### DO THIS
Print the whole listing below line for line without changing anything, and leave the pictures out.

[Some records]
-- Begin --
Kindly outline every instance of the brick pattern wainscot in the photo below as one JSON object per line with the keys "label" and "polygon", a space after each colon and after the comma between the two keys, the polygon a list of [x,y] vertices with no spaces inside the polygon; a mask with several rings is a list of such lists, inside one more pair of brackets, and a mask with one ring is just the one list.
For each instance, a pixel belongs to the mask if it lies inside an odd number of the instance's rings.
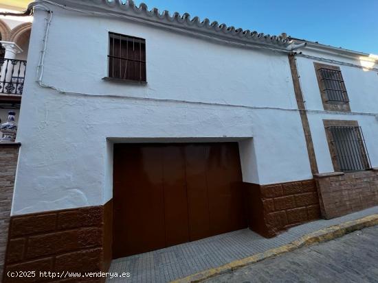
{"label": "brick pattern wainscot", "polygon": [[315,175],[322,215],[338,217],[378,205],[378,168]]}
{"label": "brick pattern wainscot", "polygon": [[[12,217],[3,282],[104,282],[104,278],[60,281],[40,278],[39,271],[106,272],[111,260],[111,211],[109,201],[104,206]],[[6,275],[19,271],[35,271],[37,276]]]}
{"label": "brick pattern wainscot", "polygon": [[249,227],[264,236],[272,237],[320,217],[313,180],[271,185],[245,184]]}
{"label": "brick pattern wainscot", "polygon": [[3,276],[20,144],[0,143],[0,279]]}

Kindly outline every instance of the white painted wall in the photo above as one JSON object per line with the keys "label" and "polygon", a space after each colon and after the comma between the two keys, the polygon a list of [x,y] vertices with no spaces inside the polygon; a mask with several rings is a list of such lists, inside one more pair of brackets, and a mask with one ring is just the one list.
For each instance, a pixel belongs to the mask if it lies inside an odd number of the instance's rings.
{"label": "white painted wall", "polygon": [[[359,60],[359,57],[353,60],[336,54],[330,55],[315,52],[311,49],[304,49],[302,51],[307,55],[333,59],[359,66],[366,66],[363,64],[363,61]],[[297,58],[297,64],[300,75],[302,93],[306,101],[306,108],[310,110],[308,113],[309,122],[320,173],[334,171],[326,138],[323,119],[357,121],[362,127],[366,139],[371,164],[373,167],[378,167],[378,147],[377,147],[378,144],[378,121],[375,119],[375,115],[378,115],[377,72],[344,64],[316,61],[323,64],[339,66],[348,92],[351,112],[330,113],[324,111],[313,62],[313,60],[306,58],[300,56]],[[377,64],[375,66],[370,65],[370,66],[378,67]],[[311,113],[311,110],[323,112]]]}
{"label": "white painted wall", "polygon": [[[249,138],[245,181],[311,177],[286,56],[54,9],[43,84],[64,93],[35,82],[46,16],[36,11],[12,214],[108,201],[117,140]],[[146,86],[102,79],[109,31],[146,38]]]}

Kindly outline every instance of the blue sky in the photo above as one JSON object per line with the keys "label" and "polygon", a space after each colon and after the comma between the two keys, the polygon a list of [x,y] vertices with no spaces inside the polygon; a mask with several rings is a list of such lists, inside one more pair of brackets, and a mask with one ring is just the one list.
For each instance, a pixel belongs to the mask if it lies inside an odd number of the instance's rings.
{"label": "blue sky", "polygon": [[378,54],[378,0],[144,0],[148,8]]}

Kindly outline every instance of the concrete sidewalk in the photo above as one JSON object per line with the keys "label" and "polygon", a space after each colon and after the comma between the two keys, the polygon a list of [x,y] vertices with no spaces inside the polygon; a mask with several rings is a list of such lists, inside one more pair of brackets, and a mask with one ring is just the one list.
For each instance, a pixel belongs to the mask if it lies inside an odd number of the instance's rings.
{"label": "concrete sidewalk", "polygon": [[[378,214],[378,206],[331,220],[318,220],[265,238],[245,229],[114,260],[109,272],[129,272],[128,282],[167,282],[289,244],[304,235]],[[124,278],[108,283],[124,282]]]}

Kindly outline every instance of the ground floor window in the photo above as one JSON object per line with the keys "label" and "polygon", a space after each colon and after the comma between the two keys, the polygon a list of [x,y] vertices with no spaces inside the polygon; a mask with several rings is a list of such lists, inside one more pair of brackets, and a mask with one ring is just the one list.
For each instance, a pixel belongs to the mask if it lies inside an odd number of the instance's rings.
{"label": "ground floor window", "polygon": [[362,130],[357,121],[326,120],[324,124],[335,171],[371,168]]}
-- End --
### REPLY
Kindly outline every instance of the brick pattern wainscot in the photo below as one JSON object per line with the keys "label" and "polygon", a space after each colon and after the comma between the two keys, the polygon a list of [x,y] vertices with no spaces inside the polygon; a mask with several rings is a list of such lists, inside one more pair of brackets, and a mask with one ring is just the one list.
For each instance, a pixel belongs to the mask if it lies inside an odd number of the instance's rings.
{"label": "brick pattern wainscot", "polygon": [[315,175],[322,215],[338,217],[378,205],[378,168]]}
{"label": "brick pattern wainscot", "polygon": [[[12,217],[3,282],[104,282],[104,278],[60,281],[40,278],[39,271],[106,272],[111,260],[111,211],[109,201],[104,206]],[[6,275],[19,271],[35,271],[37,276]]]}
{"label": "brick pattern wainscot", "polygon": [[249,227],[264,236],[272,237],[320,217],[313,180],[271,185],[245,184]]}
{"label": "brick pattern wainscot", "polygon": [[3,276],[20,144],[0,143],[0,279]]}

Kindly outline every instance of the white painted wall in the photo above as one JSON object per line with the keys "label" and "polygon", a space after each colon and after the comma between the two keys, the polygon a list of [x,y] vertices with no spaces inside the polygon; a mask with several rings is a list of such lists, inside one more pair of brackets, and a mask with one ring is just the one list.
For each instance, a pixel belongs to the mask if it lies inside an odd number of the instance's rings.
{"label": "white painted wall", "polygon": [[[359,60],[359,57],[353,60],[336,54],[330,55],[315,52],[311,49],[304,49],[302,51],[307,55],[333,59],[359,66],[366,66],[363,64],[363,61]],[[297,58],[297,64],[300,75],[302,93],[306,101],[306,108],[310,110],[308,113],[309,122],[320,173],[334,171],[326,138],[323,119],[357,121],[362,127],[366,139],[371,164],[373,167],[378,167],[378,147],[377,147],[378,144],[378,121],[375,119],[375,115],[378,115],[377,72],[344,64],[316,61],[323,64],[339,66],[348,92],[351,112],[330,113],[324,111],[313,62],[313,60],[306,58],[300,56]],[[377,64],[375,66],[370,65],[370,66],[378,67]],[[311,113],[311,110],[323,112]]]}
{"label": "white painted wall", "polygon": [[[249,138],[245,181],[311,177],[286,56],[54,9],[43,84],[64,93],[35,82],[46,16],[36,11],[12,214],[108,201],[117,140]],[[146,86],[102,79],[109,31],[146,38]]]}

Kindly outline every instance of the blue sky in the photo above as one JSON object per line with the keys "label" and "polygon", a space after each colon and after the comma between the two keys, the polygon a list of [x,y] vertices with no spaces inside the polygon; a mask with several rings is a list of such lists, inside one more pair of brackets, and a mask with one ring is just the one list.
For each instance, a pixel belongs to the mask if it lies inside an odd number of the instance's rings.
{"label": "blue sky", "polygon": [[378,54],[378,0],[144,0],[148,8]]}

Kindly outline every instance of the concrete sidewalk in the photo above as one JSON object per line with the keys "label" and "polygon", a space after each colon and after the comma between the two keys, the polygon a list of [x,y] vertices with no spaces inside the polygon; a mask with several rings is a list of such lists, inside one more pair of brackets, and a mask with one ring is just the one list.
For each instance, a pixel belongs to the mask if it lies inside an odd number of the instance's rings.
{"label": "concrete sidewalk", "polygon": [[[378,214],[378,206],[331,220],[318,220],[265,238],[245,229],[114,260],[109,272],[129,272],[128,282],[167,282],[289,244],[304,235]],[[124,278],[108,283],[124,282]]]}

Kindly outline every instance of the ground floor window in the photo above as one JSON object per line with the keys "label" and "polygon", a space after each colon and after the comma between the two keys, the polygon a list of [x,y] vertices with no spaces inside the polygon; a mask with several rings is a list of such lists, inside one more pair of brackets, and a mask with one ring is just the one list.
For each instance, a pixel belongs to the mask if it lies inside an odd number of the instance's rings.
{"label": "ground floor window", "polygon": [[362,130],[357,121],[326,120],[324,124],[335,171],[371,168]]}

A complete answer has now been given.